[Aim] Please update the entries by replacing "pin" with "marker" and leaving everything else unchanged. Begin at the line that has "A single pin marks each instance of the bud", stop after the last of the entries, and return only those lines.

Saved data entries
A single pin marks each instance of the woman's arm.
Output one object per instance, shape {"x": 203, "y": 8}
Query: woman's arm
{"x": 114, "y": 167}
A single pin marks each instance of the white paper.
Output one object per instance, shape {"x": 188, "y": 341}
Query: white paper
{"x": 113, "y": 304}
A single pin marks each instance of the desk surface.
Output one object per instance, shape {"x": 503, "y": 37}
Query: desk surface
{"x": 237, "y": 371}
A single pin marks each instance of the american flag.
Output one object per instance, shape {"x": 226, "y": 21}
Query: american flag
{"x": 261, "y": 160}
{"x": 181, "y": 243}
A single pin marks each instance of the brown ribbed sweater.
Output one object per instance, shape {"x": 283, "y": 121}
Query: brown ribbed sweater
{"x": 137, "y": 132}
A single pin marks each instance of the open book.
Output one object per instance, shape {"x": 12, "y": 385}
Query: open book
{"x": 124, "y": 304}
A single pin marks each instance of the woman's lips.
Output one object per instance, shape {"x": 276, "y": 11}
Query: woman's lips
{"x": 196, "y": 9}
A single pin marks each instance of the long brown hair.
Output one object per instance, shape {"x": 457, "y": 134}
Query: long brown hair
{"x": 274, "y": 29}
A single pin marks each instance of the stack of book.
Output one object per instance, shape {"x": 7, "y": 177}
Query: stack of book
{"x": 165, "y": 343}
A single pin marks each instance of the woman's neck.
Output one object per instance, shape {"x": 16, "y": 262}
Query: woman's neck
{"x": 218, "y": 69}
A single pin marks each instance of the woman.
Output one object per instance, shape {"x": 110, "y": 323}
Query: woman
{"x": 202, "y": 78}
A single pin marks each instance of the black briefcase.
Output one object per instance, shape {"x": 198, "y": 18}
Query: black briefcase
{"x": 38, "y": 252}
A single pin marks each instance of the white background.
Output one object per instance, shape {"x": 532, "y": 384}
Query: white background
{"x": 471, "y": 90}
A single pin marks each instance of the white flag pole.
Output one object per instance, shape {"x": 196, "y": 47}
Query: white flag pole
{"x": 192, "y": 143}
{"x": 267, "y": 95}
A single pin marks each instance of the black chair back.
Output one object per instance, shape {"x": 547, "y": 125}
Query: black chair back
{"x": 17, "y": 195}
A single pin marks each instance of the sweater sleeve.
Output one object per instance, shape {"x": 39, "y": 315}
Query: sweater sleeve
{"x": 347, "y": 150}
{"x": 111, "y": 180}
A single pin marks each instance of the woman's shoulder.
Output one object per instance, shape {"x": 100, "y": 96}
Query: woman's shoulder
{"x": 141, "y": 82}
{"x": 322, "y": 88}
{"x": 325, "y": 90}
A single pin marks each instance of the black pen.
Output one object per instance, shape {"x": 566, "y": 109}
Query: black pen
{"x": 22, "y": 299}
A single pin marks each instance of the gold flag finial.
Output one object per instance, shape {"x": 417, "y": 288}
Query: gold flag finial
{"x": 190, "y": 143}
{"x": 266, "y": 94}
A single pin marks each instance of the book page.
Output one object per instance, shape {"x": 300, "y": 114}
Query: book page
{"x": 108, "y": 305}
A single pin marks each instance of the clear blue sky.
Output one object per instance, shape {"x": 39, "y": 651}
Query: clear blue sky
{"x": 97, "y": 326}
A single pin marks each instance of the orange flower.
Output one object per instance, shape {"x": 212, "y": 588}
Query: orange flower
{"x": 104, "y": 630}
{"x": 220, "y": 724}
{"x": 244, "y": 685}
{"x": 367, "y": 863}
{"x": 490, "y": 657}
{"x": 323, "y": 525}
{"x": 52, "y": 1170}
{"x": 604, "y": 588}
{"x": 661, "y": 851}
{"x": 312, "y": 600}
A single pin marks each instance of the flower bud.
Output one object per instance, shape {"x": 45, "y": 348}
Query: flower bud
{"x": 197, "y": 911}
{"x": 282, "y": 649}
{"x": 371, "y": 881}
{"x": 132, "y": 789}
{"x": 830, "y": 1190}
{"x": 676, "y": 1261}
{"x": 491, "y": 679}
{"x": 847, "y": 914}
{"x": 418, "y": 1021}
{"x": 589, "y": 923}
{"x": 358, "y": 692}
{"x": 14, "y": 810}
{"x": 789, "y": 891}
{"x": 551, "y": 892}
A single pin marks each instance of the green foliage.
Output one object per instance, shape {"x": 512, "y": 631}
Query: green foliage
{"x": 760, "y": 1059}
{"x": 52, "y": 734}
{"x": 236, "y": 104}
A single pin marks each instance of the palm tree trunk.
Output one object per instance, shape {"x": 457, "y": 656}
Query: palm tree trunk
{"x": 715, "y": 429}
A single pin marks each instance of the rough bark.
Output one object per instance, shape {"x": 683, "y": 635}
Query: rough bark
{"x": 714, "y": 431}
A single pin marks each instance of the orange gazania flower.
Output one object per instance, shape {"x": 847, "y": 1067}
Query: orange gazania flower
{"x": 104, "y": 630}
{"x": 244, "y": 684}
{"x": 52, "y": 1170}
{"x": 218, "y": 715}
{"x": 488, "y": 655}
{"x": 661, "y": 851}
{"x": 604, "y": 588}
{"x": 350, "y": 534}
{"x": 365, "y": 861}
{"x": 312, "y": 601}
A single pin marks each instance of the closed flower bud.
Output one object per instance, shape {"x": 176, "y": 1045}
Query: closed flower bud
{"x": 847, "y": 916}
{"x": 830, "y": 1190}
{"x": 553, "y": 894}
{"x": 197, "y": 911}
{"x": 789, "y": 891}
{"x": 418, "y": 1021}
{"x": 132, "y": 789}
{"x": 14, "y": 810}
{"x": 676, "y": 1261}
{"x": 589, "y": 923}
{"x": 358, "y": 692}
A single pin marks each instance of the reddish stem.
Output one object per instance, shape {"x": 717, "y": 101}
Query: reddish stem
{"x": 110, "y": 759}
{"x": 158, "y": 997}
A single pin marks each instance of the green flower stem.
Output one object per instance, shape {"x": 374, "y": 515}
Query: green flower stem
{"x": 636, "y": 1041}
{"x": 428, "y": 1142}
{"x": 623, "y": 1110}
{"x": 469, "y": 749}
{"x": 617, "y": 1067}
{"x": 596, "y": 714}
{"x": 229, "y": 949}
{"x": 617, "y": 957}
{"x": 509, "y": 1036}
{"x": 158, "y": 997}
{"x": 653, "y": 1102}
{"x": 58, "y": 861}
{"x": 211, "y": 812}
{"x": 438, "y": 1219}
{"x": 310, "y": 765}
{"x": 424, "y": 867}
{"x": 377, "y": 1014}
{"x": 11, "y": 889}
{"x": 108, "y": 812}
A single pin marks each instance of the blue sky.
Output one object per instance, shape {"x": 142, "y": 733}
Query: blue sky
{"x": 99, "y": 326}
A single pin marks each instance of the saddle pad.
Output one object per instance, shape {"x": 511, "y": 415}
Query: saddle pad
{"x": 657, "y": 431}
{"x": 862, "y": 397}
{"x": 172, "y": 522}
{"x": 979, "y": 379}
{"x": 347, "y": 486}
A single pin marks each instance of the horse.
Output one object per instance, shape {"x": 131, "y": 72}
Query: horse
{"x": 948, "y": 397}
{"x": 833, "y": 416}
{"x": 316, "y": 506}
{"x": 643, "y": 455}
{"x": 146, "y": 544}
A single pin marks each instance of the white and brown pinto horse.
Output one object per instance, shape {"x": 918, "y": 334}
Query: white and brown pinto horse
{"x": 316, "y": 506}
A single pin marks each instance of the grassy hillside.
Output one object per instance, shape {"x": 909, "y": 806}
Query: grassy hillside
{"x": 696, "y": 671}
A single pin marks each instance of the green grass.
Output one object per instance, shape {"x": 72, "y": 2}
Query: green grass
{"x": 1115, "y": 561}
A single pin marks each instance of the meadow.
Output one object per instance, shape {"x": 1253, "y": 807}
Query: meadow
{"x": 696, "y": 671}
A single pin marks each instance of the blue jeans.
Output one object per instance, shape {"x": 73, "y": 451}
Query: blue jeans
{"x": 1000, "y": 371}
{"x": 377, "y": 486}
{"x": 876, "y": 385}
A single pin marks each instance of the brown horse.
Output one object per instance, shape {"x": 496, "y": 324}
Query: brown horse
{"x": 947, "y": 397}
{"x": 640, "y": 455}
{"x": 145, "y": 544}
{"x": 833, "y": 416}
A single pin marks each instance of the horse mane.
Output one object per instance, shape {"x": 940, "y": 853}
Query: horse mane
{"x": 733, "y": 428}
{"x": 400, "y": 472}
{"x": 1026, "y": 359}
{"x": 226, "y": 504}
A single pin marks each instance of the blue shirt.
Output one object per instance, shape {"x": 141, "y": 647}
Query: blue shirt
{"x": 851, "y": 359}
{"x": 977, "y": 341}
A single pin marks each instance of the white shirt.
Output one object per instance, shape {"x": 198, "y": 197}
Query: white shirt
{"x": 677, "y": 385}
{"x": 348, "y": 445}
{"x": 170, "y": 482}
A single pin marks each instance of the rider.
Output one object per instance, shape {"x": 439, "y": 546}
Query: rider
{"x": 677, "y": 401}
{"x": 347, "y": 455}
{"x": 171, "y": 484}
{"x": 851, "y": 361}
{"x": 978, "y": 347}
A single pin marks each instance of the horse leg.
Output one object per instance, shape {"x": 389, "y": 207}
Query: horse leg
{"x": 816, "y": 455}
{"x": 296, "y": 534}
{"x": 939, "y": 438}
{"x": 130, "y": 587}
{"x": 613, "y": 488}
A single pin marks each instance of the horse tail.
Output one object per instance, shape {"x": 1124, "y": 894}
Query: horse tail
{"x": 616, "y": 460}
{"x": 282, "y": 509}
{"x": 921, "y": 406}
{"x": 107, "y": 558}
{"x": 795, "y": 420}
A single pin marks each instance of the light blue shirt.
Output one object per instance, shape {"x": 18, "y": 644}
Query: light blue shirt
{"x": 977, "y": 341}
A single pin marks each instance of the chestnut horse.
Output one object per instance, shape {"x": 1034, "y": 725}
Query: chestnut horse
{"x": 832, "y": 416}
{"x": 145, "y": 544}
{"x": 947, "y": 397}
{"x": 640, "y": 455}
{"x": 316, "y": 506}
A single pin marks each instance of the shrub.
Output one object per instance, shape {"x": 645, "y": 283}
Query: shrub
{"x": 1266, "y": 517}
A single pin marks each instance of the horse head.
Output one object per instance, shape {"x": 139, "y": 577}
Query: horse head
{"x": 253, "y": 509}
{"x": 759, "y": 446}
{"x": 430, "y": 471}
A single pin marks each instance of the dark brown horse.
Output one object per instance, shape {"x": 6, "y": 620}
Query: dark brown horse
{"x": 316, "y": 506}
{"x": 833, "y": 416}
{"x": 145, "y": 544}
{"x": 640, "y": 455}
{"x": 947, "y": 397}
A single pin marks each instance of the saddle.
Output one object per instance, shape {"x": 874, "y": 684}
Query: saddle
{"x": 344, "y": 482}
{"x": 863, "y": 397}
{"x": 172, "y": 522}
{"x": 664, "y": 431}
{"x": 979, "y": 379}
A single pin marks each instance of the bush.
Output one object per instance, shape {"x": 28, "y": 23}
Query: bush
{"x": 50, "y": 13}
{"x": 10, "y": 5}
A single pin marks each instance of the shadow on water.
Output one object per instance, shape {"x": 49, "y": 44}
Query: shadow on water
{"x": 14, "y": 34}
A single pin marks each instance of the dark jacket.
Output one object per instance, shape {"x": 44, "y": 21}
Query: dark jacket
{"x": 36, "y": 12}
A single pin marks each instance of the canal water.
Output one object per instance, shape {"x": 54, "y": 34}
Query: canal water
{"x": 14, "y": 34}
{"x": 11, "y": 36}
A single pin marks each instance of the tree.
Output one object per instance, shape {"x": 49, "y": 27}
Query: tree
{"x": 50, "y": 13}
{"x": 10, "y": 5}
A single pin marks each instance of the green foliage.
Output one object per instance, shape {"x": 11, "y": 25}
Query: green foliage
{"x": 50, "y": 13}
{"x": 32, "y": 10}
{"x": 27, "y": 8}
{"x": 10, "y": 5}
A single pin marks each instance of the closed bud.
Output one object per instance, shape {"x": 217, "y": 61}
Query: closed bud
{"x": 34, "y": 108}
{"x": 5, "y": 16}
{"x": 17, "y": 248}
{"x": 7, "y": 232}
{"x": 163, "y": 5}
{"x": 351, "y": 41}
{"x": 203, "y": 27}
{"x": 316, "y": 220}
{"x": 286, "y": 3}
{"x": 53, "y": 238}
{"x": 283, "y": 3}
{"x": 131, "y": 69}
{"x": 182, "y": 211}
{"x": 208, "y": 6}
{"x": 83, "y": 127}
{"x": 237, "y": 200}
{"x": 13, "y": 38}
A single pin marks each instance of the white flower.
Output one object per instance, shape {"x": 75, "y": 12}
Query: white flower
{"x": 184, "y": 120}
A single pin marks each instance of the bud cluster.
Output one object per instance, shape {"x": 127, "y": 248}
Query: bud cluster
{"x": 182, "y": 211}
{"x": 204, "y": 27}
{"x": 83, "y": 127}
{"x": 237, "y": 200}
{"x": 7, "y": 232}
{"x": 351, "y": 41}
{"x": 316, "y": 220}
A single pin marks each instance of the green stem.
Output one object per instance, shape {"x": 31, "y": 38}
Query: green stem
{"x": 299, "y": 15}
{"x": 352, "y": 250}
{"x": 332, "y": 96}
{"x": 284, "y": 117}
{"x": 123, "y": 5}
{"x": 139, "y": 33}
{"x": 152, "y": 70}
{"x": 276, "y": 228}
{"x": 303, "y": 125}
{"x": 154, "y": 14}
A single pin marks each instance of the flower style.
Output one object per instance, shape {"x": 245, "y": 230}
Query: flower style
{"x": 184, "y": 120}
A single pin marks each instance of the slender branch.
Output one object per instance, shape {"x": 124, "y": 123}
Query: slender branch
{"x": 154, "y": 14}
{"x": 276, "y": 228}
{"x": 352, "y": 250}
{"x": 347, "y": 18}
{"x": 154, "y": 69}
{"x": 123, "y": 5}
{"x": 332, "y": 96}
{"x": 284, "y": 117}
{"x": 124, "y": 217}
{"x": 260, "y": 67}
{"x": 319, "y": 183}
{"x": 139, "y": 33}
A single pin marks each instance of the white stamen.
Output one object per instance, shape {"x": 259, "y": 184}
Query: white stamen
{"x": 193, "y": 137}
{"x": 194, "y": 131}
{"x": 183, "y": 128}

[Expected answer]
A single marker marks each instance of the bud cluster.
Output one object per instance, shape {"x": 127, "y": 248}
Query: bud cluster
{"x": 182, "y": 211}
{"x": 204, "y": 27}
{"x": 83, "y": 127}
{"x": 237, "y": 200}
{"x": 7, "y": 232}
{"x": 351, "y": 41}
{"x": 316, "y": 220}
A single marker marks each instance of the green stem.
Output one object per instance, shape {"x": 31, "y": 38}
Query: green stem
{"x": 299, "y": 15}
{"x": 352, "y": 250}
{"x": 332, "y": 96}
{"x": 284, "y": 117}
{"x": 123, "y": 5}
{"x": 139, "y": 33}
{"x": 152, "y": 70}
{"x": 276, "y": 228}
{"x": 303, "y": 125}
{"x": 154, "y": 14}
A single marker marks each instance of the flower style.
Output one object per instance, shape {"x": 245, "y": 230}
Query: flower style
{"x": 184, "y": 120}
A single marker marks each instance of the slender branch.
Output one object per instance, shape {"x": 124, "y": 123}
Query: slender branch
{"x": 154, "y": 14}
{"x": 276, "y": 228}
{"x": 352, "y": 250}
{"x": 347, "y": 18}
{"x": 154, "y": 69}
{"x": 123, "y": 5}
{"x": 332, "y": 96}
{"x": 284, "y": 117}
{"x": 124, "y": 217}
{"x": 260, "y": 67}
{"x": 319, "y": 183}
{"x": 139, "y": 33}
A single marker marks each instance of the white stamen.
Output one object per instance, shape {"x": 259, "y": 184}
Query: white stamen
{"x": 193, "y": 137}
{"x": 194, "y": 131}
{"x": 183, "y": 128}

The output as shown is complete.